**YOUR TASK:**
Transcribe every line of the listing below without any deviation.
==*==
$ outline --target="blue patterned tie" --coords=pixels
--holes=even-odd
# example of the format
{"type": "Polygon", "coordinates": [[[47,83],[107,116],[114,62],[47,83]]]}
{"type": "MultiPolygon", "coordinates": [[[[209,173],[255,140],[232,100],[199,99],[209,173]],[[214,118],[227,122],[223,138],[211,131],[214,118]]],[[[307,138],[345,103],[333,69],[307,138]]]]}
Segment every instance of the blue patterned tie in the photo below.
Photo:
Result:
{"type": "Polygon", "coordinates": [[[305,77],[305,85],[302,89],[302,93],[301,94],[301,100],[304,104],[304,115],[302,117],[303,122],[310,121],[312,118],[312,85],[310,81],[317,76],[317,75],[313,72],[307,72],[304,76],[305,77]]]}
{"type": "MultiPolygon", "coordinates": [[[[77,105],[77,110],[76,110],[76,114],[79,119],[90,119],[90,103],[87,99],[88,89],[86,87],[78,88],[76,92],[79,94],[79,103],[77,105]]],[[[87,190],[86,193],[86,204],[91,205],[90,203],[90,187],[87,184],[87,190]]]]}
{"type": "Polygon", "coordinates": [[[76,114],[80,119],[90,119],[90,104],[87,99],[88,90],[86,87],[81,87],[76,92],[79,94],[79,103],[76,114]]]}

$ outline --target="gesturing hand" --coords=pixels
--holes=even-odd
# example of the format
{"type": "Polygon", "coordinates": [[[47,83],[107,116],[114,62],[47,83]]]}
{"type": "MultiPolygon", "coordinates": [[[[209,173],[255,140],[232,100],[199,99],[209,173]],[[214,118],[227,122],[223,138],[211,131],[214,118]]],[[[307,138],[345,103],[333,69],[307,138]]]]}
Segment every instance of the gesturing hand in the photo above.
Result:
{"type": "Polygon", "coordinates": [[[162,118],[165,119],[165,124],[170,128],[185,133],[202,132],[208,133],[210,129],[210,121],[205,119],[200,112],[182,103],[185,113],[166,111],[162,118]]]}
==*==
**REPLY:**
$ outline --target="blue patterned tie" --coords=pixels
--holes=even-odd
# example of the format
{"type": "Polygon", "coordinates": [[[47,83],[107,116],[114,62],[47,83]]]}
{"type": "MultiPolygon", "coordinates": [[[[209,173],[255,140],[232,100],[199,99],[209,173]],[[214,118],[227,122],[223,138],[211,131],[214,118]]],[[[307,138],[345,103],[333,69],[307,138]]]]}
Segment every instance of the blue patterned tie in the photo below.
Photo:
Result:
{"type": "Polygon", "coordinates": [[[305,77],[305,85],[302,89],[302,93],[301,94],[301,100],[304,104],[304,115],[302,117],[303,122],[310,121],[312,118],[312,85],[310,81],[317,76],[317,75],[313,72],[307,72],[304,76],[305,77]]]}
{"type": "MultiPolygon", "coordinates": [[[[77,105],[77,110],[76,110],[76,114],[79,119],[90,119],[90,103],[87,99],[88,89],[86,87],[78,88],[76,92],[79,94],[79,103],[77,105]]],[[[87,190],[86,193],[86,204],[91,205],[90,203],[90,187],[87,184],[87,190]]]]}
{"type": "Polygon", "coordinates": [[[76,114],[80,119],[90,119],[90,104],[87,99],[88,90],[86,87],[81,87],[76,92],[79,94],[79,103],[76,114]]]}

$ outline --target="gesturing hand" --coords=pixels
--holes=even-odd
# example of the format
{"type": "Polygon", "coordinates": [[[47,83],[107,116],[114,62],[47,83]]]}
{"type": "MultiPolygon", "coordinates": [[[[209,173],[255,140],[232,100],[199,99],[209,173]],[[214,118],[227,122],[223,138],[211,131],[214,118]]],[[[307,138],[345,103],[333,69],[307,138]]]]}
Segment every instance of the gesturing hand in the photo above.
Result:
{"type": "Polygon", "coordinates": [[[162,118],[165,119],[165,124],[170,128],[185,133],[202,132],[208,133],[210,129],[210,121],[205,119],[200,112],[182,103],[185,113],[166,111],[162,118]]]}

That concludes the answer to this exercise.